◆ **Try it**
All of the entries below are to be retyped exactly.

◆ **Records supplied**
•••
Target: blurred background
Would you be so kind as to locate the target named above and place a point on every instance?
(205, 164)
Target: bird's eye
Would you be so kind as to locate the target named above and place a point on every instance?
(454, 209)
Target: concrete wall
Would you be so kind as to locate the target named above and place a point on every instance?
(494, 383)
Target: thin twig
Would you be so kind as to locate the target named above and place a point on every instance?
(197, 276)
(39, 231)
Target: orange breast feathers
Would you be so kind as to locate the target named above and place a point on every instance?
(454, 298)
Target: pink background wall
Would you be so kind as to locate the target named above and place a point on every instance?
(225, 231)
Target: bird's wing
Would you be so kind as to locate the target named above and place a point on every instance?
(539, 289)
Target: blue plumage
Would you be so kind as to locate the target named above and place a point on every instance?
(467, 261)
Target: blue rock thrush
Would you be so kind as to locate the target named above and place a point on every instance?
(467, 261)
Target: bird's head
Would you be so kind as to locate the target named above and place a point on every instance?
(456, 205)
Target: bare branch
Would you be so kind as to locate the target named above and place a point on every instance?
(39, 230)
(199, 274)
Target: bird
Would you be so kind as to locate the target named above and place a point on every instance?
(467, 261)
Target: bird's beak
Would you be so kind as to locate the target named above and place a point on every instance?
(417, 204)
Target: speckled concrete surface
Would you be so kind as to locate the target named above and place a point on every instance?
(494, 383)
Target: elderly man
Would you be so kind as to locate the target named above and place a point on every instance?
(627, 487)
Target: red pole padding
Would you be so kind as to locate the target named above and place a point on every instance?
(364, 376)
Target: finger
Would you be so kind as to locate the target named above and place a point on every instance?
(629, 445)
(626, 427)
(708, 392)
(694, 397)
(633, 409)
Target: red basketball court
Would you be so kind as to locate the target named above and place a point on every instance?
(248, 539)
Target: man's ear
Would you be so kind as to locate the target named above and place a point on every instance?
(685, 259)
•••
◆ **Solution to the problem**
Target: blurred background
Would you be so kind as to locate the target named above and place a point on every instance?
(205, 164)
Target: bird's eye
Would you be so kind as to locate the target named above and place a point on every instance?
(454, 209)
Target: concrete wall
Would you be so kind as to locate the target named above and place a point on every instance?
(494, 383)
Target: thin twig
Would you be so kind as to locate the target named above and place a point on every instance?
(197, 276)
(39, 231)
Target: orange breast feathers
Would you be so kind as to locate the target named above and place a point on every instance?
(454, 298)
Target: pink background wall
Would you be so kind as to locate the target named above and place a point on every instance?
(225, 231)
Target: bird's wing
Would you be so kind as to locate the target named above and place a point on every instance?
(539, 289)
Target: blue plumage
Would you be so kind as to locate the target named above and place a point on every instance?
(467, 261)
Target: blue rock thrush
Would you be so kind as to locate the target named above and place a point on every instance?
(467, 261)
Target: bird's head
Would you be so kind as to locate the target named above and place a point on every instance?
(456, 205)
Target: bare branch
Would you be so kind as to locate the target named above and place a point on every instance?
(39, 230)
(199, 274)
Target: bird
Would you be so kind as to locate the target named above and place a point on every instance?
(467, 261)
Target: bird's beak
Would you be so kind as to locate the target named above and place a point on every instance?
(417, 204)
Target: speckled concrete surface
Would you be so kind as to locate the target named above and place a point on every instance?
(494, 383)
Target: elderly man
Would you be so kind as to locate the target named above and place a point on every instance?
(627, 487)
Target: red pole padding
Would you be so kind as to locate the target named above and place a point on every instance?
(364, 376)
Target: finger
Would you be so kind as to locate the target named above and place a point on every instance?
(629, 445)
(626, 427)
(708, 392)
(694, 397)
(633, 409)
Target: red basketball court
Would you be so kind as to locate the target named above and place a point on every instance?
(248, 539)
Target: man's ear
Would you be so kind as to locate the target named above and place a point on every instance?
(685, 259)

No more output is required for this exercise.